+++ GIVEN INFORMATION

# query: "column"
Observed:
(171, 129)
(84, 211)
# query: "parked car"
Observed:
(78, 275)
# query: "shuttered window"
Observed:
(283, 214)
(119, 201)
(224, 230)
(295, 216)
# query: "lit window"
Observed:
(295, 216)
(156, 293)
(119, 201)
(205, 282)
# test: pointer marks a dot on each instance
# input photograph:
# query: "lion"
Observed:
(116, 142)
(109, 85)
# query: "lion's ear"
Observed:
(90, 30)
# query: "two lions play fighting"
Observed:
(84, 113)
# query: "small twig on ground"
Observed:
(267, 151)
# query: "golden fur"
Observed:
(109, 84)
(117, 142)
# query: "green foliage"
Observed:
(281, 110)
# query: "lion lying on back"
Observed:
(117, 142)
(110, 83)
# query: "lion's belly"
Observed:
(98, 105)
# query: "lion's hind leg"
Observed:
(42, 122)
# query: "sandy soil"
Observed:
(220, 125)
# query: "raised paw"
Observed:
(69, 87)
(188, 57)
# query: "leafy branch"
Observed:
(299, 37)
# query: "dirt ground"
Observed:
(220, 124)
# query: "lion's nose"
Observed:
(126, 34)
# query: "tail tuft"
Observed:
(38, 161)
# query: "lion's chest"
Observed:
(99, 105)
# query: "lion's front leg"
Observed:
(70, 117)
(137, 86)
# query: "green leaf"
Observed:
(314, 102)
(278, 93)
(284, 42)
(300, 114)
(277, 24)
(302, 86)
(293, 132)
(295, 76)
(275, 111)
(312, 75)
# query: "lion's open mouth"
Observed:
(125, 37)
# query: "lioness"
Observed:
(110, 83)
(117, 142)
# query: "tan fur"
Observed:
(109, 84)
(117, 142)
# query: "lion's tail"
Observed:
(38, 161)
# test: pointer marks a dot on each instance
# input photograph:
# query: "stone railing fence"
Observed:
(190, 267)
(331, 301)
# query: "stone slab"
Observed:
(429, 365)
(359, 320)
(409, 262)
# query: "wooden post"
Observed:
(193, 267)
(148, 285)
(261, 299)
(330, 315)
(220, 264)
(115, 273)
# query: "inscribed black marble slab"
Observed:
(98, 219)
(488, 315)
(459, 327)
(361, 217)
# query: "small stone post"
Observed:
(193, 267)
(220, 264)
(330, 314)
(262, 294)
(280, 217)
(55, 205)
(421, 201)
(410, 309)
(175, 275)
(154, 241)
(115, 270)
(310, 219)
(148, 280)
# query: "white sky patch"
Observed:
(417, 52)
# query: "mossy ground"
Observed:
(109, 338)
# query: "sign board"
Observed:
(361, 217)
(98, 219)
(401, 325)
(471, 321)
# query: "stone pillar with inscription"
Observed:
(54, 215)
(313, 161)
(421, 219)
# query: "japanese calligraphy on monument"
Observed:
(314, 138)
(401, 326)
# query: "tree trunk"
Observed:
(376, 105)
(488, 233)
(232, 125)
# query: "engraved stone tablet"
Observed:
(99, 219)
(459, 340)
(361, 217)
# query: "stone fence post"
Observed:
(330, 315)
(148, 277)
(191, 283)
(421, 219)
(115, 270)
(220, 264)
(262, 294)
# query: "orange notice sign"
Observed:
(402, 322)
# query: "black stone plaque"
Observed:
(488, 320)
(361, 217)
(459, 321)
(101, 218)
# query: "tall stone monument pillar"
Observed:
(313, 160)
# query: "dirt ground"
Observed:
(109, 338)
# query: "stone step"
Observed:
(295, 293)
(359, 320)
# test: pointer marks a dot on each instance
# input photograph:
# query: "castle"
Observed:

++++++

#### WORK INSTRUCTION:
Would you return the entries exactly as they stand?

#### OUTPUT:
# query: "column"
Observed:
(171, 129)
(84, 211)
# query: "parked car"
Observed:
(78, 275)
# query: "shuttered window"
Observed:
(283, 214)
(119, 201)
(224, 230)
(295, 216)
# query: "lit window"
Observed:
(295, 216)
(156, 293)
(119, 201)
(205, 282)
# test: pointer marks a dot on each instance
# input photograph:
# query: "lion"
Observed:
(116, 142)
(109, 85)
# query: "lion's ear"
Observed:
(90, 30)
# query: "two lions play fighting"
Observed:
(84, 113)
# query: "small twig on ground"
Observed:
(267, 151)
# query: "golden fur"
Observed:
(109, 84)
(117, 142)
# query: "green foliage"
Observed:
(281, 110)
# query: "lion lying on back"
Observed:
(117, 142)
(110, 83)
# query: "lion's belly"
Observed:
(98, 105)
# query: "lion's hind leg"
Observed:
(42, 122)
# query: "sandy soil"
Observed:
(220, 125)
# query: "raised paw"
Observed:
(69, 87)
(188, 57)
# query: "leafy branch"
Observed:
(299, 37)
# query: "dirt ground"
Observed:
(220, 124)
# query: "lion's nose"
Observed:
(126, 34)
# query: "tail tuft"
Observed:
(38, 161)
# query: "lion's chest"
Observed:
(99, 105)
# query: "lion's front leg"
Observed:
(70, 117)
(137, 86)
# query: "green leaf"
Observed:
(314, 102)
(278, 93)
(284, 42)
(300, 114)
(277, 24)
(302, 86)
(293, 132)
(295, 76)
(275, 111)
(312, 75)
# query: "lion's open mouth"
Observed:
(125, 37)
# query: "lioness"
Observed:
(110, 83)
(117, 142)
# query: "tan fur"
Observed:
(109, 84)
(117, 142)
# query: "lion's tail"
Observed:
(38, 161)
# test: pointer marks a dot on each instance
# input photograph:
# query: "stone railing fence"
Observed:
(190, 267)
(331, 301)
# query: "stone slab"
Observed:
(429, 365)
(359, 320)
(409, 262)
# query: "wooden post"
Observed:
(193, 267)
(148, 285)
(261, 299)
(330, 315)
(220, 264)
(115, 273)
# query: "inscribed black marble slab"
Observed:
(98, 219)
(488, 315)
(459, 327)
(361, 217)
# query: "small stone post"
Observed:
(193, 267)
(220, 264)
(330, 314)
(262, 294)
(280, 217)
(55, 205)
(421, 201)
(410, 309)
(175, 275)
(154, 241)
(115, 270)
(310, 219)
(148, 280)
# query: "white sky patch"
Observed:
(417, 52)
# query: "mossy ground"
Observed:
(109, 338)
# query: "sign board"
Observed:
(361, 217)
(98, 219)
(401, 325)
(471, 321)
# query: "stone pillar with inscription"
Observed:
(54, 215)
(313, 161)
(421, 219)
# query: "japanese calligraphy on monument"
Observed:
(314, 138)
(401, 326)
# query: "tree trunk"
Observed:
(376, 105)
(488, 233)
(232, 125)
# query: "engraved stone tablet"
Observed:
(99, 219)
(459, 340)
(361, 217)
# query: "stone fence post"
Observed:
(330, 315)
(148, 277)
(191, 283)
(421, 219)
(115, 270)
(220, 264)
(262, 294)
# query: "orange notice sign"
Observed:
(402, 322)
# query: "black stone plaque"
Observed:
(488, 320)
(361, 217)
(459, 321)
(101, 218)
# query: "tall stone monument pillar"
Observed:
(313, 160)
# query: "dirt ground"
Observed:
(109, 338)
# query: "stone step"
Observed:
(295, 293)
(359, 320)
# test: pointer marks a dot on each instance
# input photograph:
# query: "castle"
Observed:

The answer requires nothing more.